TASK STATEMENT: Please copy the rows from the start through the line containing "pixel 298 206", inclusive, renaming "white industrial building" to "white warehouse" and leaving everything else unchanged.

DATA SHOWN:
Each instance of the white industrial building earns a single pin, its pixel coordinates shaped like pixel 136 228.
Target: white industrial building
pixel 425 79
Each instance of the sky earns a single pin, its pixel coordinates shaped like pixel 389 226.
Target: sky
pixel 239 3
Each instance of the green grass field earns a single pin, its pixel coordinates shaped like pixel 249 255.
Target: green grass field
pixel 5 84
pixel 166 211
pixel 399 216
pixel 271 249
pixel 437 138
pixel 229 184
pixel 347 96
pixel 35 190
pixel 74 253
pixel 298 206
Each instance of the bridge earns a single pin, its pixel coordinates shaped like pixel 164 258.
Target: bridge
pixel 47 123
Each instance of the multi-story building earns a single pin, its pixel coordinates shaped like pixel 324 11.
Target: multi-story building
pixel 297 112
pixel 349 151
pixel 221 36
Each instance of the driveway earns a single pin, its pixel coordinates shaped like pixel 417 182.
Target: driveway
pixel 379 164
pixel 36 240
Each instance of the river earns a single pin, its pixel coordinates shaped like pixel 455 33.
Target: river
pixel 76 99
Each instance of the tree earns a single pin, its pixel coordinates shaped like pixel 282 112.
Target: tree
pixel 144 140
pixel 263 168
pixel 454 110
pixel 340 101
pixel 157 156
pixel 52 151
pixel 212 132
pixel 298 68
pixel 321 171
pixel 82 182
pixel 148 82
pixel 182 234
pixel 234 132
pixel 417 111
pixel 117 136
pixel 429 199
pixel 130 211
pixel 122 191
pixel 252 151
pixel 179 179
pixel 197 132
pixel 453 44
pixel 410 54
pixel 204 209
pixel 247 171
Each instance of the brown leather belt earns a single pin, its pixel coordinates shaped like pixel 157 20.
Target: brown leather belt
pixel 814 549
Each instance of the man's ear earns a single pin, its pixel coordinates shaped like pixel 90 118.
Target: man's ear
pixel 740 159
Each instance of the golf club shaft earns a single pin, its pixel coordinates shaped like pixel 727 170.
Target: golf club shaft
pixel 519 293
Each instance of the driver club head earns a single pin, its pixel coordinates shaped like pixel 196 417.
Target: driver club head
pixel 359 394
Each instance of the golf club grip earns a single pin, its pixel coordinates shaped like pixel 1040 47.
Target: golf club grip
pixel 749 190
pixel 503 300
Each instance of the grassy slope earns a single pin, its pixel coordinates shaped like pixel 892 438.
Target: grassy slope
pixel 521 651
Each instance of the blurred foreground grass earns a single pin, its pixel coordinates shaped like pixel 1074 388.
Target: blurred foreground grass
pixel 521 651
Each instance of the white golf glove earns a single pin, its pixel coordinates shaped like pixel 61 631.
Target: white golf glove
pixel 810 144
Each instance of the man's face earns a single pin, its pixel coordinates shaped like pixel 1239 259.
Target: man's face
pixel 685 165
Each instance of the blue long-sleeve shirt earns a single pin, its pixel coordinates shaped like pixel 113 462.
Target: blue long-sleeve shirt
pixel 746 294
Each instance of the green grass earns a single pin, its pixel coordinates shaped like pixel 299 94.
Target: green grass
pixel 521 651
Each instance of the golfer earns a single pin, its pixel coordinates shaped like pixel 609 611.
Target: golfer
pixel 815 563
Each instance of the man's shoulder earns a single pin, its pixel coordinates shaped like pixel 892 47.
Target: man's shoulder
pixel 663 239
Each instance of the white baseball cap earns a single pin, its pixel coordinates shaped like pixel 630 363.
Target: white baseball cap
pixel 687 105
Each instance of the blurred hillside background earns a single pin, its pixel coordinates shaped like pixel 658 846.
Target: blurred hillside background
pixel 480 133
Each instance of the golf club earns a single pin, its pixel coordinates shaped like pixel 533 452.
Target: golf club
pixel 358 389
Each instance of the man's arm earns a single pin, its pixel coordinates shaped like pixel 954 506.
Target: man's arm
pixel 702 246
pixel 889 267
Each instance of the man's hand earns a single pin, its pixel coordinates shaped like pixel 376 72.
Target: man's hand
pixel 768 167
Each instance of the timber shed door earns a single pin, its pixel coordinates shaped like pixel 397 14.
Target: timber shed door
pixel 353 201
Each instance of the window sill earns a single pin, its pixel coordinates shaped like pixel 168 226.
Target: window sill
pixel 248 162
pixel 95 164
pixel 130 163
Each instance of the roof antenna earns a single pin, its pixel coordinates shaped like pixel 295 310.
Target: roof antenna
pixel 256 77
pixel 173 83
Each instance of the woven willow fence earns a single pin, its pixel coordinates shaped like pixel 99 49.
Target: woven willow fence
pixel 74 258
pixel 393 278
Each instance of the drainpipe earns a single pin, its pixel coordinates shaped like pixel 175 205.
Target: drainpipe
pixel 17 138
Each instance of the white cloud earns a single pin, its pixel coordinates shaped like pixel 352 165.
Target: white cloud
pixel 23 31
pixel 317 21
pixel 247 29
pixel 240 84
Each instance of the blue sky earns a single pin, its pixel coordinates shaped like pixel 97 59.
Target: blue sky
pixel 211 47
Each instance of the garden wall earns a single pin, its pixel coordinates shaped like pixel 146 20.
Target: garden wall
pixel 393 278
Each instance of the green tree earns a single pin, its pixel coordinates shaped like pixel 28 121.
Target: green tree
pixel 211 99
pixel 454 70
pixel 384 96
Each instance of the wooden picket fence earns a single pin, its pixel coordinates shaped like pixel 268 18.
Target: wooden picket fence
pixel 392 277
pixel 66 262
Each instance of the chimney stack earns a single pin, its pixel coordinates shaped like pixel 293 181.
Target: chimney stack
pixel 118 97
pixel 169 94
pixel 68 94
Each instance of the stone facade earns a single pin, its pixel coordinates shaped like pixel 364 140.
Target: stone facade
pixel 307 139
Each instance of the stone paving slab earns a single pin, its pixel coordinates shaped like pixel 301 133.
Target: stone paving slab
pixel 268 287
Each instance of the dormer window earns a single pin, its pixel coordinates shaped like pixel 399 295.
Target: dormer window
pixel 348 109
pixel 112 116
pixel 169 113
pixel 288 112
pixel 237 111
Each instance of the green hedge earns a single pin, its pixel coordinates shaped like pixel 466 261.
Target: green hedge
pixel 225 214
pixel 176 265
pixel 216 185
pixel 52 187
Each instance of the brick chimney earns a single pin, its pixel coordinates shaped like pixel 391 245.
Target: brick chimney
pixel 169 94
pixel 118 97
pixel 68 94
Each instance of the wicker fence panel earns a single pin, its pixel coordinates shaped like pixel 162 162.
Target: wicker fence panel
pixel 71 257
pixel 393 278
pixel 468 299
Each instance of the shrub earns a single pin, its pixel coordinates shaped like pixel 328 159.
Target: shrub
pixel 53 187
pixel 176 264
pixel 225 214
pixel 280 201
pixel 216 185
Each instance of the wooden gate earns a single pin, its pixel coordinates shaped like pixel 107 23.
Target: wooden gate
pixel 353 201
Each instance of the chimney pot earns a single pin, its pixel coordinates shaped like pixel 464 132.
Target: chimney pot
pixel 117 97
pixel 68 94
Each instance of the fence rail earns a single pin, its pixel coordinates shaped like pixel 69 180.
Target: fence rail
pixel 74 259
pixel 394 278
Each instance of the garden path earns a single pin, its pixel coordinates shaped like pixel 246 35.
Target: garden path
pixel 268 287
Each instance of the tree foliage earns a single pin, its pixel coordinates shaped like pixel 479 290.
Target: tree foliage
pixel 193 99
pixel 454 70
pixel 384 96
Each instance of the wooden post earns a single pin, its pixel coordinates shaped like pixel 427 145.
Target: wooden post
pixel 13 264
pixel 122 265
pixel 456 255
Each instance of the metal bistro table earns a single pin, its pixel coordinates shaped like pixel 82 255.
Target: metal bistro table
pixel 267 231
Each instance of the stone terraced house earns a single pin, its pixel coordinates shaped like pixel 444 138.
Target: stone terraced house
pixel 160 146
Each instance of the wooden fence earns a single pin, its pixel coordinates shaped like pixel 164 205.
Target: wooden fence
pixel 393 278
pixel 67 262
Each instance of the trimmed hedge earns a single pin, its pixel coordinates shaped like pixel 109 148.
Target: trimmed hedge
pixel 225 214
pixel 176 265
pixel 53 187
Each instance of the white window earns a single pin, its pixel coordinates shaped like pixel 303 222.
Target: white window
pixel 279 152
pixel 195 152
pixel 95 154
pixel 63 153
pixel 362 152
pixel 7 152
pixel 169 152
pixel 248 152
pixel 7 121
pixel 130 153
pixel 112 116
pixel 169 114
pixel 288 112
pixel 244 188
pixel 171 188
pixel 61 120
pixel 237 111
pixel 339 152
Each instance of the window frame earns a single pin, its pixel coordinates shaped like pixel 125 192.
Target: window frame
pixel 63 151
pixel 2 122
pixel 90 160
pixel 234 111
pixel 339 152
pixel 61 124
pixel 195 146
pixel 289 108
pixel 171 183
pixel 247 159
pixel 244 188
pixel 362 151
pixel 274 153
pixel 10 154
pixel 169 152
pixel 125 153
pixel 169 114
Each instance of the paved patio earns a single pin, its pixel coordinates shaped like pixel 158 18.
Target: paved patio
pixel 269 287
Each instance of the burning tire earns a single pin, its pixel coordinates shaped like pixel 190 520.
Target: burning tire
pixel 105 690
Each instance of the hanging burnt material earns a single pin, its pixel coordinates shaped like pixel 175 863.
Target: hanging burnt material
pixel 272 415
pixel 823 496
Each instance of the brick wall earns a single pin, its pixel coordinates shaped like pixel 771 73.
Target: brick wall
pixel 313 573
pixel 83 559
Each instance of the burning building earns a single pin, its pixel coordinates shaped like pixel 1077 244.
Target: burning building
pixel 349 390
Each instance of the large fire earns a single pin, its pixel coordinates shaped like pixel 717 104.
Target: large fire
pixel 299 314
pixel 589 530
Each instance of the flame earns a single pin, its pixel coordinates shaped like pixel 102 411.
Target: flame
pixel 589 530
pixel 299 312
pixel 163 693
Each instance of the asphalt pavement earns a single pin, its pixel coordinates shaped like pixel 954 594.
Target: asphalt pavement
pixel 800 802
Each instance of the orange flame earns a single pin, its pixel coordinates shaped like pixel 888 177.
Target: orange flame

ANSWER FOR THIS EXERCISE:
Each instance of the white warehouse earns a single pin, its pixel coordinates shaped like pixel 136 228.
Target: white warehouse
pixel 425 79
Each instance of the sky earns a single pin, its pixel coordinates shaped like pixel 389 226.
Target: sky
pixel 239 3
Each instance of the green grass field earns a single pin, its pixel coordinates shaped like pixel 249 255.
Target: green grass field
pixel 5 84
pixel 166 211
pixel 399 216
pixel 271 249
pixel 437 138
pixel 229 184
pixel 347 96
pixel 35 190
pixel 74 253
pixel 298 206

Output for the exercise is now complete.